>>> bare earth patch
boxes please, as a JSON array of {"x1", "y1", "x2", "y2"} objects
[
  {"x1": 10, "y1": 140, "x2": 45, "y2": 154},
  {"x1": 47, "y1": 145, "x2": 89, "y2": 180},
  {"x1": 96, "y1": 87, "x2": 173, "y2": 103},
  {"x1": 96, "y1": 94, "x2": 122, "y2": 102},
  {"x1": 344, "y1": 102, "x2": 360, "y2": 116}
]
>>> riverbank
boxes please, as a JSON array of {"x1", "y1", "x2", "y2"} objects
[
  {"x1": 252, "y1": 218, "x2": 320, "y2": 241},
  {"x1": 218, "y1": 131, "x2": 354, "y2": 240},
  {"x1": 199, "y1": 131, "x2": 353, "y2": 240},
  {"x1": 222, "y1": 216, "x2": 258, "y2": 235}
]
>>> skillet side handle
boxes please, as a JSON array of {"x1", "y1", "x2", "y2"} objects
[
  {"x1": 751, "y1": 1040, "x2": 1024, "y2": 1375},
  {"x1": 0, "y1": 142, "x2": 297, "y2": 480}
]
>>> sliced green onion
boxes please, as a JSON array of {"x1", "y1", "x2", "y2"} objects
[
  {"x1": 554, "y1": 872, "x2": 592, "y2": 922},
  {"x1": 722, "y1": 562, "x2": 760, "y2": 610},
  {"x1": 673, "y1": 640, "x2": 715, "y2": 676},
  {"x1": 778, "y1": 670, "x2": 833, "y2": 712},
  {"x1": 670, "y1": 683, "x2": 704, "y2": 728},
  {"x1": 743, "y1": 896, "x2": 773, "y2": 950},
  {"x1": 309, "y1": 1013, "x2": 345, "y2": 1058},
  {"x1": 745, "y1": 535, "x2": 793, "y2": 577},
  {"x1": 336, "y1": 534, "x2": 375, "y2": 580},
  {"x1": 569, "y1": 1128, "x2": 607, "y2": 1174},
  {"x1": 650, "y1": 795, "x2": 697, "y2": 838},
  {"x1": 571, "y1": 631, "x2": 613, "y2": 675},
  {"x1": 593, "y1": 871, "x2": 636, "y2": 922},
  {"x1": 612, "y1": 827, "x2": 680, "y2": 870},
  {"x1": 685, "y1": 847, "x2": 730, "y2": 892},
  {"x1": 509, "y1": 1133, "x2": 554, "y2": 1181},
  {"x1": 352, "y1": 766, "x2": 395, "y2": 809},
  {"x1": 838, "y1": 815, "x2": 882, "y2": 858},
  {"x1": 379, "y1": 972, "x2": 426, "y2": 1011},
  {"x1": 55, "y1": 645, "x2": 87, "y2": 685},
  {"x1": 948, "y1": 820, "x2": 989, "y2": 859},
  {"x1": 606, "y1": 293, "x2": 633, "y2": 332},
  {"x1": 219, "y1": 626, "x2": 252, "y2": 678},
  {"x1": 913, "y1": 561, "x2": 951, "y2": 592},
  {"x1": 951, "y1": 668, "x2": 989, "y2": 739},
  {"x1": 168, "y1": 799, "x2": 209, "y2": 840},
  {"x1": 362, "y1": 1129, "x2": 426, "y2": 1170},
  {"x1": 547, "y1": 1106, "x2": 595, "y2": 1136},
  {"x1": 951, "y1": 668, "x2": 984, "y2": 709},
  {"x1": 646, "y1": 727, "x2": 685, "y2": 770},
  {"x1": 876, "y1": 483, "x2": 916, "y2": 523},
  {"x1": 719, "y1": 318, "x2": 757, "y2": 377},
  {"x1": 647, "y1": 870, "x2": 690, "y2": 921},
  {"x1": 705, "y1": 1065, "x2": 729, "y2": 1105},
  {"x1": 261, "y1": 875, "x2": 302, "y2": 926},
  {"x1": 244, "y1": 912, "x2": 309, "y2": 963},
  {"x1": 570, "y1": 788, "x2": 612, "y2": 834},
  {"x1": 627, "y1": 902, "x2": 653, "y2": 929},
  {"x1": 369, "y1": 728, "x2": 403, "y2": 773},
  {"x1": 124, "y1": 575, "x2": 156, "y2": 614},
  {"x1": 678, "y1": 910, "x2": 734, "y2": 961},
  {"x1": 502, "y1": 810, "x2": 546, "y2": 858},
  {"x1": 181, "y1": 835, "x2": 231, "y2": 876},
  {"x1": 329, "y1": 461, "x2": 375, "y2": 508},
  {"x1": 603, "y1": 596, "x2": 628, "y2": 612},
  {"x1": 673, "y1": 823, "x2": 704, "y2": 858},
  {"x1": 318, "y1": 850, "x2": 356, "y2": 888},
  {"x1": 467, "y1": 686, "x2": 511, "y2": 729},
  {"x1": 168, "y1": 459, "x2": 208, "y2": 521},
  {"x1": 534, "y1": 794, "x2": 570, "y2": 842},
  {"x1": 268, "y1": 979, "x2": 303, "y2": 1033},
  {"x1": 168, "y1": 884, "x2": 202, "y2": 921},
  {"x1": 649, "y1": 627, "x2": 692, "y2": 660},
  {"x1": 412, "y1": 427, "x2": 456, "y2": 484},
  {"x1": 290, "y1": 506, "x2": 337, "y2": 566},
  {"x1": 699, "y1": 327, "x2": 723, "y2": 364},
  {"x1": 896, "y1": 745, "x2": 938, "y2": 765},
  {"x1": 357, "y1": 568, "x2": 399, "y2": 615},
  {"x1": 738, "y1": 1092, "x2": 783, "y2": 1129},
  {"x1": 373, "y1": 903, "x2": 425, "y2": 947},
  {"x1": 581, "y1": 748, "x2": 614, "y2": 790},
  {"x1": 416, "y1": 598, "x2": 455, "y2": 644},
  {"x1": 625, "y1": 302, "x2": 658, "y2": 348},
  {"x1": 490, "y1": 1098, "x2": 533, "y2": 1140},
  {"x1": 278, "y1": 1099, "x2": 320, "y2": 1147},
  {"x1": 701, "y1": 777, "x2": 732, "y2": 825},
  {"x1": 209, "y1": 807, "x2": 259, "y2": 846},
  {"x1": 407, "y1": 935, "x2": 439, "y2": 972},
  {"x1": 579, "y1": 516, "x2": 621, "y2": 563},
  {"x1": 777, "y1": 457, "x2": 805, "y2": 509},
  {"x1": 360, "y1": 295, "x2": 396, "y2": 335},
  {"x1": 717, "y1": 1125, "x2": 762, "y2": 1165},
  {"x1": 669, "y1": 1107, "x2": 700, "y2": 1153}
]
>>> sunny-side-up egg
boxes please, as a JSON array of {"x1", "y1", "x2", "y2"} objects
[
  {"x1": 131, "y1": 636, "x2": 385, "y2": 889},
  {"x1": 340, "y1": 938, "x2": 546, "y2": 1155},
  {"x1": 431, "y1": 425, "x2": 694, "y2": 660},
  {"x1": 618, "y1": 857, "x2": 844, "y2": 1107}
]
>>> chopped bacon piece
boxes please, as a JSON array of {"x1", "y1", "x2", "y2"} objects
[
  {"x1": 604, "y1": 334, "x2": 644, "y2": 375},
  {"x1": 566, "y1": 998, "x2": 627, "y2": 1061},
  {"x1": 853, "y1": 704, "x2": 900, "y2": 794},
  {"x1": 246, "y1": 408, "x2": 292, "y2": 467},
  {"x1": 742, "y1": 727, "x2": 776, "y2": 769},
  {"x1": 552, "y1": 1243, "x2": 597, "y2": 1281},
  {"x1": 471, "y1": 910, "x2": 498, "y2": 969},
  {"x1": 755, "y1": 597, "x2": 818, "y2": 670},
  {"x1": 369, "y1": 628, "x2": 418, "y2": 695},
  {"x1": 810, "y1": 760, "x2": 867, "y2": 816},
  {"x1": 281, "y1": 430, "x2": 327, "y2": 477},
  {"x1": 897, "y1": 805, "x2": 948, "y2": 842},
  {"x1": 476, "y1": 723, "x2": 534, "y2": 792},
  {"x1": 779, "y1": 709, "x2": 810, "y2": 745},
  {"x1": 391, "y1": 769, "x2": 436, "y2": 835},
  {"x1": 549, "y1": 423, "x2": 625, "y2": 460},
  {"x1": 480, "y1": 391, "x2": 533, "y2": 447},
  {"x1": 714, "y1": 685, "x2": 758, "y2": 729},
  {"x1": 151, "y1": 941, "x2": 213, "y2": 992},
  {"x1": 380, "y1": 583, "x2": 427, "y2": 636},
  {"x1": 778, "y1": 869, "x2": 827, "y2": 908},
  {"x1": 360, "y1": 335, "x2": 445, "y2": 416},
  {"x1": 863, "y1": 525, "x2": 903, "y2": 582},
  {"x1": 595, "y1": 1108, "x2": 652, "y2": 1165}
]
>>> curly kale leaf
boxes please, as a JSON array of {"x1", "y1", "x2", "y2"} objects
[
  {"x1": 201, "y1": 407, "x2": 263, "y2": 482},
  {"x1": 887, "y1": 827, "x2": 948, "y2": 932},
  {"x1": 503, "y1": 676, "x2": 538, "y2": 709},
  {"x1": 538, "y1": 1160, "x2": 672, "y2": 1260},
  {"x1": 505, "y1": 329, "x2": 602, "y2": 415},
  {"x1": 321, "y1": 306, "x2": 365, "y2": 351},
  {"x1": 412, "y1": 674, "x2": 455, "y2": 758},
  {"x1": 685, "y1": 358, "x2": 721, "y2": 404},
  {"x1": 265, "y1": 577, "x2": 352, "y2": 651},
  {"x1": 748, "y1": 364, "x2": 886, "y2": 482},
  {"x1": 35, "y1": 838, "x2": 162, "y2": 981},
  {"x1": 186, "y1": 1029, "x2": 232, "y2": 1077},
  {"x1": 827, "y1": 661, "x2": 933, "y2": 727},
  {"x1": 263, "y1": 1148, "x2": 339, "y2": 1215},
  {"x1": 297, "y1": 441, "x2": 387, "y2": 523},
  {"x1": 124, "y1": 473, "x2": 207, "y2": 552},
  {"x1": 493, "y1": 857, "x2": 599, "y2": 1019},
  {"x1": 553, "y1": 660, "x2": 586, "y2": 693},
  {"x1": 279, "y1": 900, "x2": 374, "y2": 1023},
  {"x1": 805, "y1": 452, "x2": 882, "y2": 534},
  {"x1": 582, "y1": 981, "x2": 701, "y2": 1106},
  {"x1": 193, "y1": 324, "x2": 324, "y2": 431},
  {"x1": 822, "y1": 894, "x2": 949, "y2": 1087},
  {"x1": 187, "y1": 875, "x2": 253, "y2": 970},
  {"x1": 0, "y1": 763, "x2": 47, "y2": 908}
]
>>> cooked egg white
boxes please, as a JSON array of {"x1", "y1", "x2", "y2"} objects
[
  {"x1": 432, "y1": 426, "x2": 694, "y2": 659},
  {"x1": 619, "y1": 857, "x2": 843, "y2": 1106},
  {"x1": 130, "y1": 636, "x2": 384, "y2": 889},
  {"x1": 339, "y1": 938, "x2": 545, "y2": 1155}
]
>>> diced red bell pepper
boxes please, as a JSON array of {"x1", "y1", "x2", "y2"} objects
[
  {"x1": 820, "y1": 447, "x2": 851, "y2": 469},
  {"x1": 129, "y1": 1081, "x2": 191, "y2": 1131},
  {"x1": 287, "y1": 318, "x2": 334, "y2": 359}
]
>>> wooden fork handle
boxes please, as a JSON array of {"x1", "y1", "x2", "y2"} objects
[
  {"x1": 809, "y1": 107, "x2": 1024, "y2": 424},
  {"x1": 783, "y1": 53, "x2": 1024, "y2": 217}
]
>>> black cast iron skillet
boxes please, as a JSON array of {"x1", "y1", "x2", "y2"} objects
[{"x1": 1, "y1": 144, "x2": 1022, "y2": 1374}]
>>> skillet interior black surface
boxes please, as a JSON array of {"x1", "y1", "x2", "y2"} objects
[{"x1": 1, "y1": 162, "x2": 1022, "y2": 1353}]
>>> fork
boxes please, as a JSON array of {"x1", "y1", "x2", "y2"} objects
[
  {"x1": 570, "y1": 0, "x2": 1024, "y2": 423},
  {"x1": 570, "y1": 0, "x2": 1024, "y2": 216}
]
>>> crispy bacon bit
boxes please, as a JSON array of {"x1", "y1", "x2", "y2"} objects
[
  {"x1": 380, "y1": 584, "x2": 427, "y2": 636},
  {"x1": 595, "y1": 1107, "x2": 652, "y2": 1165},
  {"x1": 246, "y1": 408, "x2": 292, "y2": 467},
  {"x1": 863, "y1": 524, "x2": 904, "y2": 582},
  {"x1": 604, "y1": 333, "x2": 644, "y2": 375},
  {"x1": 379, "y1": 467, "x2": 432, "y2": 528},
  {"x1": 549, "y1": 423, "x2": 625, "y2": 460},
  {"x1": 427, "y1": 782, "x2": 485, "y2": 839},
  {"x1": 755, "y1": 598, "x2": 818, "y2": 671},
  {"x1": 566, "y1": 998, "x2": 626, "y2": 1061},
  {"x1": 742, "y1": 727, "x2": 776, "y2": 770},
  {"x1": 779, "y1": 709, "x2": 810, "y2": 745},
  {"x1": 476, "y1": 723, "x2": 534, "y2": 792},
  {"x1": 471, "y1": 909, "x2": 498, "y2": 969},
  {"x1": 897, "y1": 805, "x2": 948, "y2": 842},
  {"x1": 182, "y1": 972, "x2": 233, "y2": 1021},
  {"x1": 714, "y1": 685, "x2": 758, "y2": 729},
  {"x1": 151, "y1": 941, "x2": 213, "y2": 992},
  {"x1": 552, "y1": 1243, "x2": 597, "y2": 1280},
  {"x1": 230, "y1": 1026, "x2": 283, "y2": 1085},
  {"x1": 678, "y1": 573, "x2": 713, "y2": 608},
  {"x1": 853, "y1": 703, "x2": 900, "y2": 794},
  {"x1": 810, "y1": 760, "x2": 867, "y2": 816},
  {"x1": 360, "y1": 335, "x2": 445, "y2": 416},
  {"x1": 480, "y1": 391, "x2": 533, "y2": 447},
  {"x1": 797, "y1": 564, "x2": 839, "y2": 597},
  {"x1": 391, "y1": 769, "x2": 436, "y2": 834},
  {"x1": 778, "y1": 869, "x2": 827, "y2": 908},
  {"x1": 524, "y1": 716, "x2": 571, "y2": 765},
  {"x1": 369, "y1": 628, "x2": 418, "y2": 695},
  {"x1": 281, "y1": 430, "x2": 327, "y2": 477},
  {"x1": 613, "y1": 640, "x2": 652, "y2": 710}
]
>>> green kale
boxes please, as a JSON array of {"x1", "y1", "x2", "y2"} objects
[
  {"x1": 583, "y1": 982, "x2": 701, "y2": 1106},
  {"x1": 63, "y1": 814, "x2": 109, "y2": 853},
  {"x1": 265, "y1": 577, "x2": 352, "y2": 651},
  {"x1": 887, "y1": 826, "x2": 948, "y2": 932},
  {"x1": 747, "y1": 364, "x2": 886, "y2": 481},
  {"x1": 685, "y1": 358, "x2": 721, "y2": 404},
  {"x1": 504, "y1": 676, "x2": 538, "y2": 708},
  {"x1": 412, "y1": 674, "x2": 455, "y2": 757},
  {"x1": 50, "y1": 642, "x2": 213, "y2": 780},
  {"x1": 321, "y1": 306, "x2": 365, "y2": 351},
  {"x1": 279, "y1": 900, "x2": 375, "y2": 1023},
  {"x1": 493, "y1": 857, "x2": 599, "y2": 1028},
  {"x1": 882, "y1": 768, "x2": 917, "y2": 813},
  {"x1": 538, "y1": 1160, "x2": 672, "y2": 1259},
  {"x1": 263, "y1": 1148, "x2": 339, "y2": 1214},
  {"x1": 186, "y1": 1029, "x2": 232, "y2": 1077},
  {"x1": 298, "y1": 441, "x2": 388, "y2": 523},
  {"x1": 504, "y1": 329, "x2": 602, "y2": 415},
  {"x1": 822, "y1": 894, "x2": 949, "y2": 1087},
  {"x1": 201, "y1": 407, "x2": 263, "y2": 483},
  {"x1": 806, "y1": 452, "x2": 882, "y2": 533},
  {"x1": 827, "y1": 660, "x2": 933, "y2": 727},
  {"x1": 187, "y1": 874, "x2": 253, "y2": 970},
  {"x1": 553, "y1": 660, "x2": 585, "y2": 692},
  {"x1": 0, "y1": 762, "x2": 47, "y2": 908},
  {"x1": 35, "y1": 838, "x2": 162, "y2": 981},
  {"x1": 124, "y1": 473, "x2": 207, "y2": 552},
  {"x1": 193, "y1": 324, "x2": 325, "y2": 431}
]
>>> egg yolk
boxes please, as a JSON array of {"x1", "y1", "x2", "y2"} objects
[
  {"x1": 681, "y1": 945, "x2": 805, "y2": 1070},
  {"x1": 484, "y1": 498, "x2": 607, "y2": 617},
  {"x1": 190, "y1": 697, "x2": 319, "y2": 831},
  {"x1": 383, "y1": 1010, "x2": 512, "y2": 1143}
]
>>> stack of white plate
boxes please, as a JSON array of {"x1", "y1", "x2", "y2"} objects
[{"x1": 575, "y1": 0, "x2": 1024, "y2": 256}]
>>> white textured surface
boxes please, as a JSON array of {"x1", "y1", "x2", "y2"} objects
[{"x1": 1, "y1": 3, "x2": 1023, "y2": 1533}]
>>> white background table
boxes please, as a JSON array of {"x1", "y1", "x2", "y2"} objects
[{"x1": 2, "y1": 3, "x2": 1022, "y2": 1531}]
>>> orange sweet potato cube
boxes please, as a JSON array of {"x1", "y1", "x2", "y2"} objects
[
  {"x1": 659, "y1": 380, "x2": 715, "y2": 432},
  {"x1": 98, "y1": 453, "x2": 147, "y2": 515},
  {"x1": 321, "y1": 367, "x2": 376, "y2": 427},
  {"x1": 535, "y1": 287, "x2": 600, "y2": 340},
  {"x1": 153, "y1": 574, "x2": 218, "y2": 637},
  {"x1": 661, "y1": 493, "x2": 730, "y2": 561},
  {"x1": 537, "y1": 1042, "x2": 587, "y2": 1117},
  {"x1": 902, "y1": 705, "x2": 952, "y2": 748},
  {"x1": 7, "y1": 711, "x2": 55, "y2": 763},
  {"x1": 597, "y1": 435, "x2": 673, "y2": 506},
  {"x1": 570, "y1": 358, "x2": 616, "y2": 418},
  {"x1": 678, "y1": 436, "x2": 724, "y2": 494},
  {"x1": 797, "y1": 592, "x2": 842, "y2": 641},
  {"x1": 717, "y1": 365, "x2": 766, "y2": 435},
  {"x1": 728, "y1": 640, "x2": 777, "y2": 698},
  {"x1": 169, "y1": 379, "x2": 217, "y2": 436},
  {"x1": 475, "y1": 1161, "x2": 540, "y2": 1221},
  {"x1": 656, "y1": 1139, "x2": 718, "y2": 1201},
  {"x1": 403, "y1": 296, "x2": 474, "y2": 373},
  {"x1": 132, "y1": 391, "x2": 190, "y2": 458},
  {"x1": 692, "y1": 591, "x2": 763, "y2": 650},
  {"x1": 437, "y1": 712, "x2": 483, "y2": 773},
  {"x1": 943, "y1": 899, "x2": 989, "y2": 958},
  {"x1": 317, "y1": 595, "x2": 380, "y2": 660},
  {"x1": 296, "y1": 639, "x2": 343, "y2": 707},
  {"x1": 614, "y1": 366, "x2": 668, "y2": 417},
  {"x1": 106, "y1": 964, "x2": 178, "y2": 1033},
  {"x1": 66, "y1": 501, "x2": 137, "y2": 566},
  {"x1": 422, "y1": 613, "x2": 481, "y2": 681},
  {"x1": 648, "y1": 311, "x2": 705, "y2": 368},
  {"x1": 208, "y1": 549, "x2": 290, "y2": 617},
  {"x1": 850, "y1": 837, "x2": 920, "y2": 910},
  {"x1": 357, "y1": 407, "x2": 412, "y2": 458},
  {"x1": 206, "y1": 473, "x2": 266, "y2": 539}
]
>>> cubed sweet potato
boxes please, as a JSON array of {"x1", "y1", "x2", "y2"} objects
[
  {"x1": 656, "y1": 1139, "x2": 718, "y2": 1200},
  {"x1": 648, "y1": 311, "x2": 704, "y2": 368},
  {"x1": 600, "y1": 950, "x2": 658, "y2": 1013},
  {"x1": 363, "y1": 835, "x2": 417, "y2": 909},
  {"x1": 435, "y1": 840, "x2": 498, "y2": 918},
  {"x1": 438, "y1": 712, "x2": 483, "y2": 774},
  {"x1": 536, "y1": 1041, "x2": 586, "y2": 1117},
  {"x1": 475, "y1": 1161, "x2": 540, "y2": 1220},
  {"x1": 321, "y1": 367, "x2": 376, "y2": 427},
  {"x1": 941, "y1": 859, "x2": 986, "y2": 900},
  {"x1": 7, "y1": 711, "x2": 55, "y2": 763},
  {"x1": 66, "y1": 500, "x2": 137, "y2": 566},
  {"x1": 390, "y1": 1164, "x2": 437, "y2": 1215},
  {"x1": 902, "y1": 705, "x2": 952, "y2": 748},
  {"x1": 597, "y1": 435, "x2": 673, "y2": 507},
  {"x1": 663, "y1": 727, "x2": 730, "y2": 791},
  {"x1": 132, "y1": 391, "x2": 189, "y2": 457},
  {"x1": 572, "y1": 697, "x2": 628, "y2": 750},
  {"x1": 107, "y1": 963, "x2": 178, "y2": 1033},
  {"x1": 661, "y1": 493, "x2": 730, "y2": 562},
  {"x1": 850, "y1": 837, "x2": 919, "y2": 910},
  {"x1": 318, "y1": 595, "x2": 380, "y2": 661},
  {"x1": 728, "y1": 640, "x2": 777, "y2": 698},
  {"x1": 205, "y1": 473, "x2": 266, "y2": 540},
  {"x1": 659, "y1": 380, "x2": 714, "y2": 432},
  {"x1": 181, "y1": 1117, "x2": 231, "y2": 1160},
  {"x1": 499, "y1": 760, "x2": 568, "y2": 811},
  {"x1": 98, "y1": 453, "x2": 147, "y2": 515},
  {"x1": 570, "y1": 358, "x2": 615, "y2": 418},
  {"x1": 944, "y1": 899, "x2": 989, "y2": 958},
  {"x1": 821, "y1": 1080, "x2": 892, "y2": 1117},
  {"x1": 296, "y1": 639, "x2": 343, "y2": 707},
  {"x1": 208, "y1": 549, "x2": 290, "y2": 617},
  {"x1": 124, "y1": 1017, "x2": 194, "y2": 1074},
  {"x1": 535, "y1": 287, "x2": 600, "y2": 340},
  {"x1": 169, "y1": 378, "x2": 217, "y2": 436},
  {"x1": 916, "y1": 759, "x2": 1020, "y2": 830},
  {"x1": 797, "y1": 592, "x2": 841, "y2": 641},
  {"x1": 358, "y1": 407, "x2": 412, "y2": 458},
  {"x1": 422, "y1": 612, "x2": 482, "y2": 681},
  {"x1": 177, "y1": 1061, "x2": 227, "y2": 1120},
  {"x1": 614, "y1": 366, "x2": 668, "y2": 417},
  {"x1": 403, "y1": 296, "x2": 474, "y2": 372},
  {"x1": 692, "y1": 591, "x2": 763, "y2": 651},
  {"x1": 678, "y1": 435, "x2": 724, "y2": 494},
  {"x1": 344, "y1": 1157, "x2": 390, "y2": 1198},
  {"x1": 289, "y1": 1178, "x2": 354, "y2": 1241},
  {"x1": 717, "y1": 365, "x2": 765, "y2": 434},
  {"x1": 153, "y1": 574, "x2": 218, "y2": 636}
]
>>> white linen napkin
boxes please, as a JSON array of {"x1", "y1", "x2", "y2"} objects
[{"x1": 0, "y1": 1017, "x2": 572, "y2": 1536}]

──────────

Task objective:
An exact copy of the lines above between the line holding "white textured surface" and the line holding "sweet potato cube", inclusive, is the whole answer.

Response to the task:
>>> white textured surface
boxes please, as a JSON array of {"x1", "y1", "x2", "y2"} objects
[{"x1": 1, "y1": 3, "x2": 1023, "y2": 1533}]
>>> white background table
boxes please, as a JSON array of {"x1", "y1", "x2", "y2"} objects
[{"x1": 2, "y1": 3, "x2": 1022, "y2": 1531}]
>>> orange sweet potato cube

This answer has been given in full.